Short problem: Starting at the line that contains "flower bud, one", copy each line through the end of the listing below. Include both ends and output nothing more.

§

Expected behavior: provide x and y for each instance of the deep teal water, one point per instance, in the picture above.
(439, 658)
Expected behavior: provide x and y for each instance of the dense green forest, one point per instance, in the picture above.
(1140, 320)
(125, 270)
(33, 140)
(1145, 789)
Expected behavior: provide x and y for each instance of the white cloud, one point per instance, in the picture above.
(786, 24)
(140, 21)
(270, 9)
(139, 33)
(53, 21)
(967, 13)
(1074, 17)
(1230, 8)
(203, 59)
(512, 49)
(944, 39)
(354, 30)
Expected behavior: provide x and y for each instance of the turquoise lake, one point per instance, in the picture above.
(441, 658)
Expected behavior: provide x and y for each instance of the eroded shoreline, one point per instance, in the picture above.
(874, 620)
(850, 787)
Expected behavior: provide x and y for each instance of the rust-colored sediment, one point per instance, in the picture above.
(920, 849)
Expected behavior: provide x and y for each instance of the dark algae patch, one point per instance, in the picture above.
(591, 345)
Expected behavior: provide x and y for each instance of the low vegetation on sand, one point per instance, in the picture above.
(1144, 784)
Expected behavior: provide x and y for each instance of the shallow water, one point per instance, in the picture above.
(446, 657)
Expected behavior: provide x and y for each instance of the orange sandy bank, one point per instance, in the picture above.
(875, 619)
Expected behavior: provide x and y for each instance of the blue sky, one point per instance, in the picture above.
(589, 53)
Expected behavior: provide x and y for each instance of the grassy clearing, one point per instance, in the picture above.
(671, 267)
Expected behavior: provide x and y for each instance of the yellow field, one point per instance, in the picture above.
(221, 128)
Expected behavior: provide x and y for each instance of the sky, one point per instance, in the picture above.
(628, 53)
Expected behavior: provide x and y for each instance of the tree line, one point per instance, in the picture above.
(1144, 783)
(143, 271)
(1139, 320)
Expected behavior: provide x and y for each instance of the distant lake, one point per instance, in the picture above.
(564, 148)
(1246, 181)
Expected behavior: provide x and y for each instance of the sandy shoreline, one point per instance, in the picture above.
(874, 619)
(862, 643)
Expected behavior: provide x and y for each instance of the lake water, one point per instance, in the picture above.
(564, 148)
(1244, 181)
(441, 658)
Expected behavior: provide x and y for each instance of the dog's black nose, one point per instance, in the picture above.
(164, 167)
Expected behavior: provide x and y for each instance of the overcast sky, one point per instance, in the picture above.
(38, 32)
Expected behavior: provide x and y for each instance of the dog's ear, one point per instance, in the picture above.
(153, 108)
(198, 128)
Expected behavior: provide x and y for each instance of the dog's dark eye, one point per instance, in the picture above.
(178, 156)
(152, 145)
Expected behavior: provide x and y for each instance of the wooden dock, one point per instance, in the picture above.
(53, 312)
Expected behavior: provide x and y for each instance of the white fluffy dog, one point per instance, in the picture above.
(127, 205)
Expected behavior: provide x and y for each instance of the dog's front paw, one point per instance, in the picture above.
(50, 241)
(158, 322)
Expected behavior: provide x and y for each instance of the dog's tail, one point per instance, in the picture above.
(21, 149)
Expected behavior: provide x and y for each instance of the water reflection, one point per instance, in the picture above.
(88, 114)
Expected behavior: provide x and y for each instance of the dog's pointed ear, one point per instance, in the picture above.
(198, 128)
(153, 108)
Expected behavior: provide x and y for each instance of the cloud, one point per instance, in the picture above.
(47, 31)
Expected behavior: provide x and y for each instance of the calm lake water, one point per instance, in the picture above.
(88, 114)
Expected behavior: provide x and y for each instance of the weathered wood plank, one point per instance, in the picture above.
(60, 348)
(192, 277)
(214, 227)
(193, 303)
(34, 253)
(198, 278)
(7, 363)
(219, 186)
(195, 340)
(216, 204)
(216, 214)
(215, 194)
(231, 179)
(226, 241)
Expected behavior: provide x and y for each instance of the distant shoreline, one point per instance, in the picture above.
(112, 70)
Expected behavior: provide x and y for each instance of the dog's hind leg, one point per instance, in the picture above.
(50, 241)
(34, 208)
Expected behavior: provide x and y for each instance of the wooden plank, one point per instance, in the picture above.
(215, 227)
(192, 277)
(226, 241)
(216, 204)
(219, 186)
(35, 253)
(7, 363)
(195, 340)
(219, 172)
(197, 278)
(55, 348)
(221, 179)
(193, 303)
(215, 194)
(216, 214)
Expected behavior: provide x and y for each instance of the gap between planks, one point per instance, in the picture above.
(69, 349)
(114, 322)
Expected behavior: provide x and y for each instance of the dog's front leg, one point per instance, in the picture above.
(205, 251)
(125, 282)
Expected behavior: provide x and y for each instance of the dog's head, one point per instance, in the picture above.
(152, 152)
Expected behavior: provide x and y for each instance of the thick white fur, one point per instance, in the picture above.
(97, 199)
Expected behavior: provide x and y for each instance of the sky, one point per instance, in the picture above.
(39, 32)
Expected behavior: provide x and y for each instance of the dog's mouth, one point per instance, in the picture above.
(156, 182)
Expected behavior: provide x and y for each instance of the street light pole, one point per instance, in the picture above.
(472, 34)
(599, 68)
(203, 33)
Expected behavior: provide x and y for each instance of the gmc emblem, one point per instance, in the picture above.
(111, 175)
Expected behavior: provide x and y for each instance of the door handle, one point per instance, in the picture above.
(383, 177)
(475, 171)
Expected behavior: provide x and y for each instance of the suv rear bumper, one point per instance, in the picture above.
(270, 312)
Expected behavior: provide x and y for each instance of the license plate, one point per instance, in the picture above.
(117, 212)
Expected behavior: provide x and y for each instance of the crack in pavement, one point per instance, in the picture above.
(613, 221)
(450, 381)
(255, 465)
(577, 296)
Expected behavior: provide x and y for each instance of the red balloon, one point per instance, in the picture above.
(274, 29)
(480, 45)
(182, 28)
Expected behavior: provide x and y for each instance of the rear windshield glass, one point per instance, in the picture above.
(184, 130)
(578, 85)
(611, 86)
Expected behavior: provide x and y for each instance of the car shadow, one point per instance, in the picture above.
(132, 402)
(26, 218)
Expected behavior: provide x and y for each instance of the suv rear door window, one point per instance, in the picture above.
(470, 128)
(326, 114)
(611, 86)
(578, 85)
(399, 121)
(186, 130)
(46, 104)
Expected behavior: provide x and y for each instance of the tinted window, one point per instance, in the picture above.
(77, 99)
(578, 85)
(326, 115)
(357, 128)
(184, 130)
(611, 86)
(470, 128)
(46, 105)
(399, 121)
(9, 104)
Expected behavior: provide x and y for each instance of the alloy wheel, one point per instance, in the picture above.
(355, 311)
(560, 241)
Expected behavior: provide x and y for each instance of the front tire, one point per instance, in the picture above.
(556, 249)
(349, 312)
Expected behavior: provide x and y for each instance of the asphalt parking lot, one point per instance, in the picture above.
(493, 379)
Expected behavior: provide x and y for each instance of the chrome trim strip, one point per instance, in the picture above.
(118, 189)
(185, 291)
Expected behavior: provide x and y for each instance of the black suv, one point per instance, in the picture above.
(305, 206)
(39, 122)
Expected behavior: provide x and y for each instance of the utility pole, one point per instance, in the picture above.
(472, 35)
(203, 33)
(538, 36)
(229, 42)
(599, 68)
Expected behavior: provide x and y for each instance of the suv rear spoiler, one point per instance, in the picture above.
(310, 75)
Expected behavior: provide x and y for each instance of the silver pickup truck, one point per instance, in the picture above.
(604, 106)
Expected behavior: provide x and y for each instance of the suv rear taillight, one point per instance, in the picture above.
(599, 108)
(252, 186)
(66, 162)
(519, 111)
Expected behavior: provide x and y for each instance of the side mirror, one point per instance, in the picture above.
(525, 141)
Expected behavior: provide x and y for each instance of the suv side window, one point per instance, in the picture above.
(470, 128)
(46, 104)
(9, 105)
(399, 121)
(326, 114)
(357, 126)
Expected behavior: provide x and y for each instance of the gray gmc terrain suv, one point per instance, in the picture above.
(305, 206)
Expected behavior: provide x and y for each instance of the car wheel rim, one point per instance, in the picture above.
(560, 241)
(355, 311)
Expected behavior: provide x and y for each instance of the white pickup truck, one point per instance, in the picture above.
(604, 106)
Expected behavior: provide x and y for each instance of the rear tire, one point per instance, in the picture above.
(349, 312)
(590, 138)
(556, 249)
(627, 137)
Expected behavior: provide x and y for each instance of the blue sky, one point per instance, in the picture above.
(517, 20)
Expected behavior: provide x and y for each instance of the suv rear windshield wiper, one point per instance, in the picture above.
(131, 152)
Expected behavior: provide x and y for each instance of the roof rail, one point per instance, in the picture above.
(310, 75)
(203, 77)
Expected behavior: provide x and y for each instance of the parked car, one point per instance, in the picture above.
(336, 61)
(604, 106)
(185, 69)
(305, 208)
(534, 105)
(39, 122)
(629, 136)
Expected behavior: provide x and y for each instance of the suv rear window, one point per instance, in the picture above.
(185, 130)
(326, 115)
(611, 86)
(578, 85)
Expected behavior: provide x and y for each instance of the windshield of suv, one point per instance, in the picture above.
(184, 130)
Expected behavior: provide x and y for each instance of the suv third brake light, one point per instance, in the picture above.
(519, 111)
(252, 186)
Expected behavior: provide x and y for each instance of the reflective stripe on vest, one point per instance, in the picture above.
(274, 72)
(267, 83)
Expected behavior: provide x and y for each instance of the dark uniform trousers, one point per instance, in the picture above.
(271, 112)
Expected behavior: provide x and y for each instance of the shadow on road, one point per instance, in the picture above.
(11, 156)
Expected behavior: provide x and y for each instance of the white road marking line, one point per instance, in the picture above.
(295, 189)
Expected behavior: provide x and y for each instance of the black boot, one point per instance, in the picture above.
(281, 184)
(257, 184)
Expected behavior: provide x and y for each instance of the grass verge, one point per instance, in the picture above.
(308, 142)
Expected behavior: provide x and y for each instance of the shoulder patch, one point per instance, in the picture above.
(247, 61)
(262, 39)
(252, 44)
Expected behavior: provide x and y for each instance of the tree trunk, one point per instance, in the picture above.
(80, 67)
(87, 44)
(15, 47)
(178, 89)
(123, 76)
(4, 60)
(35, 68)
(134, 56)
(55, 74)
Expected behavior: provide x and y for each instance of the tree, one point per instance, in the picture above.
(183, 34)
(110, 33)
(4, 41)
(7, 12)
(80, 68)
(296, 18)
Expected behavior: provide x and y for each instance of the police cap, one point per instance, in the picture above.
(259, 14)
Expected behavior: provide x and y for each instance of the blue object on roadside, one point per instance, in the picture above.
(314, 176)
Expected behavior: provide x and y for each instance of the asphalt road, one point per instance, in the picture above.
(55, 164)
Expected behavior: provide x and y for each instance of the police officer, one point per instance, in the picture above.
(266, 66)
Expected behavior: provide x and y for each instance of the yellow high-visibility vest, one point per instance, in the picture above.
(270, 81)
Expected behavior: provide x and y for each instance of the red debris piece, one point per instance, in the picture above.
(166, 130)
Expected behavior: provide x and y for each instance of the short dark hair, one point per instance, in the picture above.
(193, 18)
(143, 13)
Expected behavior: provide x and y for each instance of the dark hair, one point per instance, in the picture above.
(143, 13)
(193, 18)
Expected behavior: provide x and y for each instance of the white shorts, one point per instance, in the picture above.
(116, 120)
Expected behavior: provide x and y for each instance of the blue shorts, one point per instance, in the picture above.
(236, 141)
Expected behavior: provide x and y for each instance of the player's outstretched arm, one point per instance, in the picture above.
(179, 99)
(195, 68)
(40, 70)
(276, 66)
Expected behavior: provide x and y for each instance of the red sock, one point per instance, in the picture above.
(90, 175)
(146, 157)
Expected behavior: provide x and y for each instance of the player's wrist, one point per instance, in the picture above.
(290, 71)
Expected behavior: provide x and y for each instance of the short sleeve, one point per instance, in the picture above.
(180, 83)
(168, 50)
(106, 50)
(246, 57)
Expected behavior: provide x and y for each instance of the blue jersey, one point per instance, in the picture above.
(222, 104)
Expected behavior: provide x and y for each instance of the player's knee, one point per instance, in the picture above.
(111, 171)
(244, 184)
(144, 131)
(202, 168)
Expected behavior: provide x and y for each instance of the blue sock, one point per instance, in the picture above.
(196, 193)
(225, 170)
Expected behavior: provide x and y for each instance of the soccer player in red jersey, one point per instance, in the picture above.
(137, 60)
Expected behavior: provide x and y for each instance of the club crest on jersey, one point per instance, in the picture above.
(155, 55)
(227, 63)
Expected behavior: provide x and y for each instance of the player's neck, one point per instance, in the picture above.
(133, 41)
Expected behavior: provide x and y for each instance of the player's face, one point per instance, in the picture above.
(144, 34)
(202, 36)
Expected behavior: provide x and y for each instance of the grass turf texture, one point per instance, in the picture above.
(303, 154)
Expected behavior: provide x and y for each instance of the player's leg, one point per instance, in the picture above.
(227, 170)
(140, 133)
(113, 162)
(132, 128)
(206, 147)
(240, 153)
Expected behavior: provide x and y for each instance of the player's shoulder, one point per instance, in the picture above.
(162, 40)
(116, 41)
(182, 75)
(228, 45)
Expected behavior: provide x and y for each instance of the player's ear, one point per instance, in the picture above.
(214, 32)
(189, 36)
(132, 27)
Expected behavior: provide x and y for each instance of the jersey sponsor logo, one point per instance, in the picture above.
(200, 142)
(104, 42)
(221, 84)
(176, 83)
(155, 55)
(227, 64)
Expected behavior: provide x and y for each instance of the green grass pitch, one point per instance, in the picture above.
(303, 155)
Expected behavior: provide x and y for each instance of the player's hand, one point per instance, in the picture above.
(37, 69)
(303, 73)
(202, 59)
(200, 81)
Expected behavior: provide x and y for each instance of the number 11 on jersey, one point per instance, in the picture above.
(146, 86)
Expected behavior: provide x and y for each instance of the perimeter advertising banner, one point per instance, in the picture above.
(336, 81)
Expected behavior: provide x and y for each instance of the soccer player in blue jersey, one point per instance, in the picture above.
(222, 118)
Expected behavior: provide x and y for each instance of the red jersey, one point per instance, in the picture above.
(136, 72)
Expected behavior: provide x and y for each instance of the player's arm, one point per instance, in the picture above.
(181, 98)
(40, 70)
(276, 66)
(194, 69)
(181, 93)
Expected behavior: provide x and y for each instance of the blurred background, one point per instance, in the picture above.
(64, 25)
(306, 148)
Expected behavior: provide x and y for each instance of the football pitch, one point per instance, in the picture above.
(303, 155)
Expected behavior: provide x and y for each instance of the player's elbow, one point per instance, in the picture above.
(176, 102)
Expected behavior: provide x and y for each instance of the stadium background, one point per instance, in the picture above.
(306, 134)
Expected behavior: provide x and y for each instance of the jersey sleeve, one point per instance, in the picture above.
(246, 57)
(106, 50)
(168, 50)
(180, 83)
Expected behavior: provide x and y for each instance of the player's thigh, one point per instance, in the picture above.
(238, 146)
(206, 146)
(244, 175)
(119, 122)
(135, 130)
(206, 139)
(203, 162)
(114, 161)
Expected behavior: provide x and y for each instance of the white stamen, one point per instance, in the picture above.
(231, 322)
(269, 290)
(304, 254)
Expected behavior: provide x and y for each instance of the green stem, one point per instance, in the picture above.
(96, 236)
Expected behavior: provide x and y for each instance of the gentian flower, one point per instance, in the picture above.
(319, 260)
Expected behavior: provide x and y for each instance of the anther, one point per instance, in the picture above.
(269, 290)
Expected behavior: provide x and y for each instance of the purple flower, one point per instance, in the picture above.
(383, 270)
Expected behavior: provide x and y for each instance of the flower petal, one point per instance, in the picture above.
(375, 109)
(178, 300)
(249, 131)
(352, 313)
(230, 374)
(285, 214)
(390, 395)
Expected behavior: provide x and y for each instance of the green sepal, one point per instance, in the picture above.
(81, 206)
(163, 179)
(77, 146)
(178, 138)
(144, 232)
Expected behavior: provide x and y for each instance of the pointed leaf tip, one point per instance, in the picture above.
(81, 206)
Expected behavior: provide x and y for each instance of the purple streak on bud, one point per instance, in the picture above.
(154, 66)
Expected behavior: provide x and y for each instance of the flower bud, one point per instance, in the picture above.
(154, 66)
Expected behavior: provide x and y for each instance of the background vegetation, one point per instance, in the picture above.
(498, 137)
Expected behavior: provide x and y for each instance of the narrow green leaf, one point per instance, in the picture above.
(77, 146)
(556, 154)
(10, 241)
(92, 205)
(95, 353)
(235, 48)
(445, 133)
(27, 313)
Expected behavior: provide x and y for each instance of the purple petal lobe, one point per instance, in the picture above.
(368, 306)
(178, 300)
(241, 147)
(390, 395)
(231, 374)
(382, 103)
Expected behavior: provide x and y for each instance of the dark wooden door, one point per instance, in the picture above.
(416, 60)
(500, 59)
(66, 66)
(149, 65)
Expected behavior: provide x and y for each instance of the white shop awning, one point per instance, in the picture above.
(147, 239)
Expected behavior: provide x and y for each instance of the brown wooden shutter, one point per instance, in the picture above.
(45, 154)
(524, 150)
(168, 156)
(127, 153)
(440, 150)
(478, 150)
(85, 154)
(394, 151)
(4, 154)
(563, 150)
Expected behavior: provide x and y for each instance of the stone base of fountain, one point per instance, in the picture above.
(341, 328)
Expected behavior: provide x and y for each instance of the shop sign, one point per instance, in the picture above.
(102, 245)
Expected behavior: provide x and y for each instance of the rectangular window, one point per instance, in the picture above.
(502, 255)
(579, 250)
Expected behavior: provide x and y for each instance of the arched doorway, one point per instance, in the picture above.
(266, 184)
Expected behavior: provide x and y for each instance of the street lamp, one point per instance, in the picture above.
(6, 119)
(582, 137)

§

Output below:
Expected behavior: provide x and y for each instance of the flower bud, one point per instance, in the picture above.
(154, 66)
Expected behavior: provide x and y for each instance of the background vegetation, one point per instance, in the picture above.
(498, 137)
Expected behavior: provide x and y for each instance of the narrow green leaf, one point per instance, in the picture above.
(77, 146)
(556, 154)
(10, 241)
(92, 205)
(95, 353)
(235, 48)
(445, 133)
(27, 313)
Expected behavior: provide x and y for each instance of the purple petal lobe, one point per instance, in the picture above.
(368, 306)
(178, 300)
(241, 147)
(390, 395)
(231, 374)
(382, 103)
Expected behavior: provide x and y for each instance of the dark wooden door, one point per instance, in the picture above.
(416, 60)
(500, 59)
(66, 66)
(149, 65)
Expected behavior: provide x and y for each instance of the white shop awning, one point per instance, in the picture above.
(147, 239)
Expected behavior: provide x and y for each instance of the brown wooden shutter, one point per instance, in the picture above.
(45, 154)
(524, 150)
(168, 156)
(127, 153)
(440, 150)
(478, 150)
(85, 154)
(394, 151)
(4, 154)
(563, 150)
Expected behavior: provide x and y for each instance of the stone base of fountain, one point per instance, in the picture above.
(341, 328)
Expected behavior: provide x and y for each instance of the shop sign, one point per instance, in the picture above.
(102, 245)
Expected behavior: provide x and y for each instance of the rectangular window, one point per instance, in the picture above.
(502, 255)
(579, 250)
Expected behavior: provide x and y for each instance of the arched doorway, one point per instance, in the picture above.
(266, 184)
Expected behavior: provide x and y for each instance of the street lamp, one point per instance, in the picture above.
(6, 119)
(582, 137)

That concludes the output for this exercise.